_Problem_. Take the records from the first line through the line that contains "point(674, 566)" and write those lines out again, substituting "sun hat" for "straw hat" and leaving everything else unchanged.

[Source data]
────────────────────────────────────────
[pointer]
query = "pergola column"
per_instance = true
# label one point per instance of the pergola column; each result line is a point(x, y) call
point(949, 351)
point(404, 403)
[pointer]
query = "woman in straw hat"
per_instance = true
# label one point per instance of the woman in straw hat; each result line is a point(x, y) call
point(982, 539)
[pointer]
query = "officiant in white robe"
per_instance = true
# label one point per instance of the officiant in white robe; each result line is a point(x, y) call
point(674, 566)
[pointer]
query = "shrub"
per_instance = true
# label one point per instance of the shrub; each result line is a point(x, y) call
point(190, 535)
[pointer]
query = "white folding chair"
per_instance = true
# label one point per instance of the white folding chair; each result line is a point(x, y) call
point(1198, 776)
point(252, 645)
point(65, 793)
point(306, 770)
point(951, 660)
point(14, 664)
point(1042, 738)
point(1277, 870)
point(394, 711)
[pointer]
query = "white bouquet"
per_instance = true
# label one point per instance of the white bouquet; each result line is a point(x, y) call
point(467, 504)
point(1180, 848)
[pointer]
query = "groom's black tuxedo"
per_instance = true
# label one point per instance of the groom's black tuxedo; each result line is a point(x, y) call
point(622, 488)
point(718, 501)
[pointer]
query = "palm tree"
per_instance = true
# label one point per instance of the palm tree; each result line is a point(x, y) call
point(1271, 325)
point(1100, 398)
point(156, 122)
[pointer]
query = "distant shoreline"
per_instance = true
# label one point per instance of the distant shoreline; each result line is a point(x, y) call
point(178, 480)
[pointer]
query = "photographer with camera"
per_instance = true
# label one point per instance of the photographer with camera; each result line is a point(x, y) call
────────────────────────────────────────
_Response to the exercise_.
[pointer]
query = "pergola column"
per_instance = true
# label one point per instance of the pergola column; each result line is a point(x, y) call
point(949, 351)
point(404, 403)
[pointer]
query = "woman in sun hat"
per_instance = true
# label one point per instance of the woman in sun hat; each result line is a point(x, y) call
point(982, 539)
[pointer]
query = "officiant in white robe"
per_instance = true
# label one point per instance of the officiant in white robe; each result line is a point(x, y) call
point(674, 566)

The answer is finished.